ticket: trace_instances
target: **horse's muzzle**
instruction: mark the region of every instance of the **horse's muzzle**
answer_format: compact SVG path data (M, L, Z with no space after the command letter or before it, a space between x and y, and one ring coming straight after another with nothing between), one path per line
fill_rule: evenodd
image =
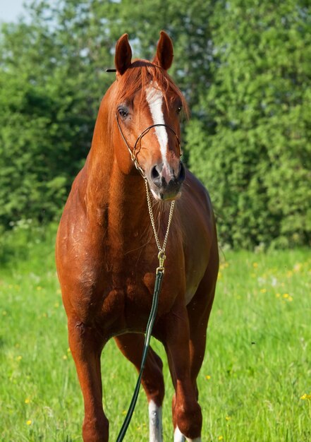
M185 178L185 166L181 161L178 161L175 167L167 163L154 165L150 170L148 181L154 196L165 201L174 200L179 196Z

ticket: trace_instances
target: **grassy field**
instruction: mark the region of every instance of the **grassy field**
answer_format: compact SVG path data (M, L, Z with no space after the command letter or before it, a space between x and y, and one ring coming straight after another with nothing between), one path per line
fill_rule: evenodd
M80 441L83 400L67 343L54 229L20 226L0 242L0 441ZM198 383L203 442L311 441L311 253L222 253ZM164 436L172 440L164 362ZM102 356L116 438L136 380L113 341ZM142 391L126 440L148 441Z

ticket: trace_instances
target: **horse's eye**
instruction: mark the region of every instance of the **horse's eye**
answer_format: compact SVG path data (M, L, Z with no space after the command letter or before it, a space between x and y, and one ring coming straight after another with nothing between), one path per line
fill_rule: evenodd
M126 107L118 107L118 112L122 118L126 118L128 115L128 110Z

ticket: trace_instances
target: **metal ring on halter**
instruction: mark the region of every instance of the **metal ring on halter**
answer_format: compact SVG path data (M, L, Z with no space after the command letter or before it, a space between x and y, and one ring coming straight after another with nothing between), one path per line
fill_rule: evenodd
M140 135L138 136L135 143L134 145L134 148L132 149L130 148L130 146L128 145L128 143L126 139L126 137L123 135L123 133L122 132L122 129L118 119L118 115L116 113L116 123L118 124L118 130L120 131L120 133L122 136L122 138L124 141L124 143L126 145L126 147L128 149L128 151L130 152L130 157L132 159L132 161L134 162L135 167L136 167L136 169L140 172L140 174L142 175L142 178L144 179L146 179L146 174L145 173L144 169L141 167L140 163L138 162L138 160L137 159L137 156L136 156L136 147L138 145L138 143L139 141L141 141L142 138L143 136L145 136L147 133L148 133L150 129L152 129L153 127L158 127L159 126L164 126L164 127L166 127L168 129L169 129L171 131L171 132L173 132L173 133L175 135L175 136L177 138L177 141L178 143L178 148L179 148L179 155L181 157L181 155L183 155L183 153L181 151L181 141L179 140L179 138L177 135L177 133L175 132L175 131L168 124L152 124L151 126L150 126L149 127L147 127L146 129L145 129L144 131L142 131L142 132L140 133Z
•••••
Direction:
Can you put all of the data above into a JSON list of strings, with one string per line, blank lines skipped and the pictures left out?

Exercise response:
[
  "ticket: trace_instances",
  "target: **horse's muzzle**",
  "instruction: mark the region of every instance of the **horse's muzzle**",
  "answer_format: compact SVG path data (M, L, Z with no space after the command letter or before it, a space between x and y, and one ring coming straight after another with nothing between), one path per line",
  "fill_rule: evenodd",
  "image =",
  "M185 178L185 166L181 161L178 161L175 167L167 163L154 165L150 170L148 181L154 196L165 201L174 200L179 196Z",
  "ticket: trace_instances",
  "target: **grassy field**",
  "instruction: mark the region of every instance of the **grassy field**",
  "answer_format: compact SVG path data (M, L, Z with no space after the command letter or before it, a space between x and y, and one ring coming straight after another with nothing between), one path per line",
  "fill_rule: evenodd",
  "M80 441L83 400L67 343L54 229L20 226L0 242L0 441ZM198 383L203 442L311 441L311 253L222 253ZM164 436L172 440L164 362ZM102 356L116 438L136 380L113 341ZM142 391L126 440L148 441Z",
  "ticket: trace_instances",
  "target: **horse's eye**",
  "instruction: mark the region of every instance of the **horse's eye**",
  "answer_format: compact SVG path data (M, L, Z with no space after the command letter or before it, a space between x and y, and one ring coming straight after another with nothing between), one path per line",
  "fill_rule: evenodd",
  "M126 107L118 107L118 112L122 118L126 118L128 115L128 110Z",
  "ticket: trace_instances",
  "target: **metal ring on halter**",
  "instruction: mark the region of every instance of the **metal ring on halter**",
  "answer_format: compact SVG path data (M, L, Z with no space after the command letter or before it, a space between x and y, and one ring coming straight after another with nothing between), one path per line",
  "fill_rule: evenodd",
  "M140 135L138 136L135 143L134 145L134 148L132 149L130 148L130 146L128 145L128 143L126 139L126 137L123 135L123 133L122 132L122 129L118 119L118 115L116 113L116 123L118 124L118 130L120 131L120 133L122 136L122 138L124 141L124 143L126 145L126 147L128 149L128 151L130 152L130 157L132 159L132 161L134 162L135 167L136 167L136 169L140 172L140 174L142 175L142 178L144 179L146 179L146 174L145 173L144 169L141 167L140 163L138 162L138 160L137 159L137 156L136 156L136 147L138 145L138 143L139 141L141 141L142 138L143 136L145 136L147 133L148 133L150 129L152 129L153 127L158 127L159 126L164 126L164 127L166 127L168 129L169 129L171 131L171 132L173 132L173 133L175 135L175 136L177 138L177 141L178 143L178 148L179 148L179 155L181 157L181 155L183 155L183 153L181 151L181 141L179 140L179 138L177 135L177 133L175 132L175 131L168 124L152 124L151 126L150 126L149 127L147 127L146 129L145 129L144 131L142 131L142 132L140 133Z"
]